• Document segment:
The World Health Organisation’s offering, Safe abortion: Technical and policy guidance for health systems, is a panoramic view comprising comprehensive guidelines to govern all the technical and policy requirements of health systems looking to incorporate safe abortion mechanisms in their domain.

The guidance indicates that health evidence, technologies and the human rights rationale towards providing safe, comprehensive abortion care have evolved considerably over the past twenty years or so. However, notwithstanding these advances, there is an estimated amount of as many as 22 million abortions being performed unsafely on an annual basis, culminating in the death of as many as 47 000 women and disabilities for an additional 5 million women.[1]  These deaths are preventable – had there been some sexuality education, family planning, access to safe and legally induced abortions, and care for complications arising out of abortion.

The guidance explains that safe abortions are legally available in most developed countries, upon request or under the ambit of broad social and economic grounds. In that milieu, services are generally easily accessible and available. But in countries where abortion is either legally banned or restricted heavily, safe abortions become something that remains accessible only within the domain of the affluent. Poor women are largely left with next to no choice. This causes them to resort to unsafe providers – ultimately leading to their death, or other complications. These deaths invariably become the “social and financial responsibility of the public health system”. Considering the need for evidence-based best practices for providing safe abortion care in order to protect the health of women, the WHO updated its 2003 publication.

The guidance acknowledges the differences in the legal, regulatory, policy and service delivery mechanisms in each country from the other, but builds uniform practices that can help create strongly informed decision-making initiatives towards accessing and availing safe abortion. The guidance details the following elements:

Recommendations related to specific methods of surgical abortion

Recommendations for medical abortion

Recommendations for the surgical or medical methods preferred beyond 12 weeks of gestation.

• Extracted records:
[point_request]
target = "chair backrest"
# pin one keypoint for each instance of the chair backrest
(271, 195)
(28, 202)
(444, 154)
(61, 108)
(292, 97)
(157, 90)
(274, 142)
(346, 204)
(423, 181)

• Assignment: Resume the WHO safe abortion guidance summary from where it stops.

• Answer below:
Recommendations related to clinical care prior to induced abortion, including consideration of cervical preparation, use of diagnostic ultrasonography, use of antibiotics and pain-management options.

Recommendations related to post-abortion care, including initiation of contraception, treatment of incomplete abortion and whether there is a medical need for routine follow-up visits after induced abortion.

Recommendations related to application of the clinical guidance in establishing and strengthening abortion services, including the development of national standards and guidelines; training and equipping of service providers; assessing, prioritizing and financing of health-system needs; introducing and scaling-up of interventions; and monitoring and evaluation.

Recommendations concerning legal, policy and human rights dimensions

The core principles on which his guidance was built on the acknowledgment of the need to fill important information gaps using primary research, and on the need to build research towards de-medicalising abortion care. It also details some observations for the future, concerning safe abortions.

To download the report, click here.

 



[1] Ahman E, Shah IH. New estimates and trends regarding unsafe abortion mortality. International Journal of Gynecology and Obstetrics, 2011, 115:121–126.